[给定指令 A]
将所给文段中从“[bzoj3676][Api”开始、到“M里倍增,大力算贡献就好了。”结束的部分原样照录出来。
[给定指令 B]
根据所给文段,一个回文串的value是怎样定义的?

[所给文段]
○ ○ ○ ○ ○ ○ ○
[bzoj3676][Apio2014]回文串——Manacher+后缀自动机+倍增

Brief Description

一个回文串的value定义为这个回文串的长度乘以出现次数。给定一个字符串,求\(value_{max}\)

Algorithm Design

我们使用Manacher暴力算出所有的回文子串,放在SAM里倍增,大力算贡献就好了。

Code

#include <algorithm>
#include <cstdio>
#define ll long long
#include <cstring>
const int maxn = 600010;
int n;
ll ans;
int p[maxn];
char str[maxn];
struct Suffix_Automaton {
  int trans[maxn][26], fa[maxn][20], pos[maxn], len[maxn], size[maxn];
  int last, root, sz;
  int v[maxn], q[maxn], dep[maxn];
  void init() {
    sz = 0;
    last = root = ++sz;
  }
  void insert(int x, int id) {
    int p = last, np = last = ++sz;
    len[np] = len[p] + 1;
    pos[id] = np;
    size[np] = 1;
    for (; !trans[p][x]; p = fa[p][0])
○ ○ ○ ○ ○ ○ ○
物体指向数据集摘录

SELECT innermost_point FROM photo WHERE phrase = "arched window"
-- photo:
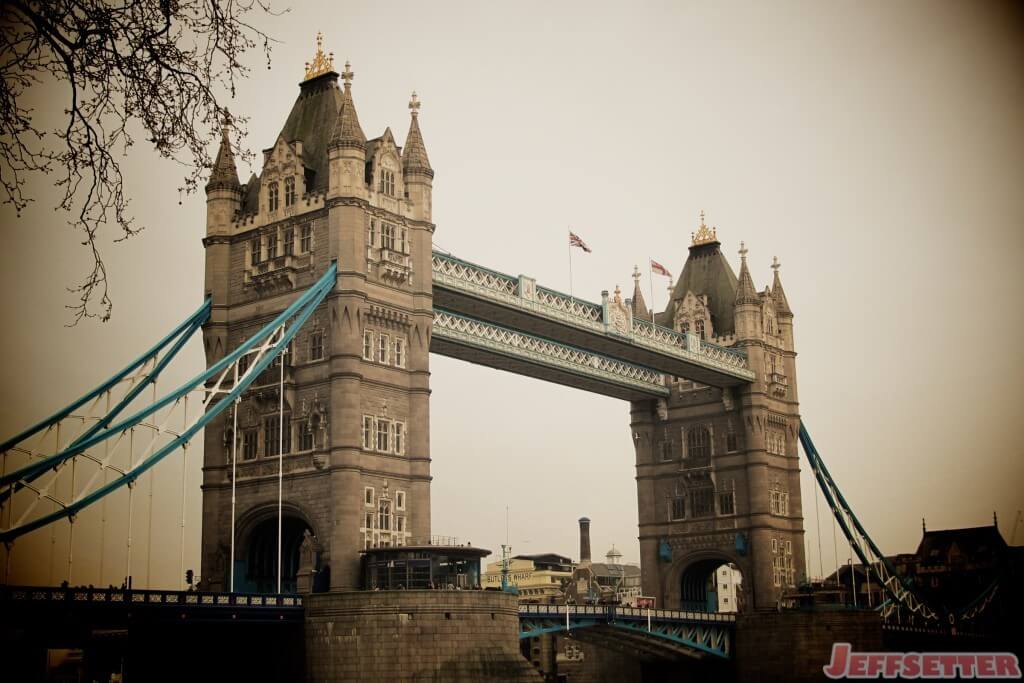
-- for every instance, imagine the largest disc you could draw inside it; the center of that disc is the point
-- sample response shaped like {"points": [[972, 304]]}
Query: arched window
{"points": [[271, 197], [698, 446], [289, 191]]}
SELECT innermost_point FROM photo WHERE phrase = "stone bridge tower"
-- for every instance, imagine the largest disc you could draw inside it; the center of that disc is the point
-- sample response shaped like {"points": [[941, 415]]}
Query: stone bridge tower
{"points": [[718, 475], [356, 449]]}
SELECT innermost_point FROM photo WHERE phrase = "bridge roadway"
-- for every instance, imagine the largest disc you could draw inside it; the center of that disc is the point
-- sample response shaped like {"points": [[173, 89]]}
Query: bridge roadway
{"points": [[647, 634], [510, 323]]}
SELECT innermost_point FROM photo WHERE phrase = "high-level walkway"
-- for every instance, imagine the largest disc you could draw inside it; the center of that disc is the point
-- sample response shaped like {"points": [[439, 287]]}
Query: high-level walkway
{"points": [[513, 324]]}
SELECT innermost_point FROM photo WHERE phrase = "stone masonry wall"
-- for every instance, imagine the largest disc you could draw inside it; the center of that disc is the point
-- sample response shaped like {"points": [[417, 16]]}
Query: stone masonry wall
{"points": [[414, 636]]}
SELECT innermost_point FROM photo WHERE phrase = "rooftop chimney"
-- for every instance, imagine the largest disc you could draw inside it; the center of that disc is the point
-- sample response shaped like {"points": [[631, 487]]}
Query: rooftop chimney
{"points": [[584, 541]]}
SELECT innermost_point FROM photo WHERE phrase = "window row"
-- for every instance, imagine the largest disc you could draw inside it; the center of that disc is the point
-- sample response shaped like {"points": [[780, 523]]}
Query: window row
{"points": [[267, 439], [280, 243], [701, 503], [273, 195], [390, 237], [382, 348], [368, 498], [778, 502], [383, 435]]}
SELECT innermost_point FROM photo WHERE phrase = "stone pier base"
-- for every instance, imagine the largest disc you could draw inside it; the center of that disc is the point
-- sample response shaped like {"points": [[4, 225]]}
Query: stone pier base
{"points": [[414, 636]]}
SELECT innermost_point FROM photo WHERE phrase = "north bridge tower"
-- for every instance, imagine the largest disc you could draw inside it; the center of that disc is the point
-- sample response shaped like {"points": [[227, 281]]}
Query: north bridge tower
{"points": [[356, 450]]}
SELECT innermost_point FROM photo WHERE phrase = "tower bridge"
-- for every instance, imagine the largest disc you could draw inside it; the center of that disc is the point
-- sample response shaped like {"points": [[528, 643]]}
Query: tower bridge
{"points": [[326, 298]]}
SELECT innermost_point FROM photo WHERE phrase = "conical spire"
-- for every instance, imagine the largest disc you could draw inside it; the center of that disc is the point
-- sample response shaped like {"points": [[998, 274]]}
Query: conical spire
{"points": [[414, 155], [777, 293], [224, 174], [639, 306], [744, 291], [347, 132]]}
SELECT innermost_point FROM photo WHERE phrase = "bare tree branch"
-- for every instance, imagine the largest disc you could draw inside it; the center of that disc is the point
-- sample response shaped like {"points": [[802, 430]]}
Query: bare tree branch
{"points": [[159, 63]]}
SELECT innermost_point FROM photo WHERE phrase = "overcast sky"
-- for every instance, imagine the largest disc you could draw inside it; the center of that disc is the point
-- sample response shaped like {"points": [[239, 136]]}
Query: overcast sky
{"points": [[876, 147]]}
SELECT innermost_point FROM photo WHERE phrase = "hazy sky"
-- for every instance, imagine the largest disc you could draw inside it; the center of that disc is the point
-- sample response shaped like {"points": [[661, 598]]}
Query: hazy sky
○ ○ ○ ○ ○ ○ ○
[正确答案 A]
[bzoj3676][Apio2014]回文串——Manacher+后缀自动机+倍增

Brief Description

一个回文串的value定义为这个回文串的长度乘以出现次数。给定一个字符串,求\(value_{max}\)

Algorithm Design

我们使用Manacher暴力算出所有的回文子串,放在SAM里倍增,大力算贡献就好了。

[正确答案 B]
回文串的value定义为这个回文串的长度乘以它的出现次数。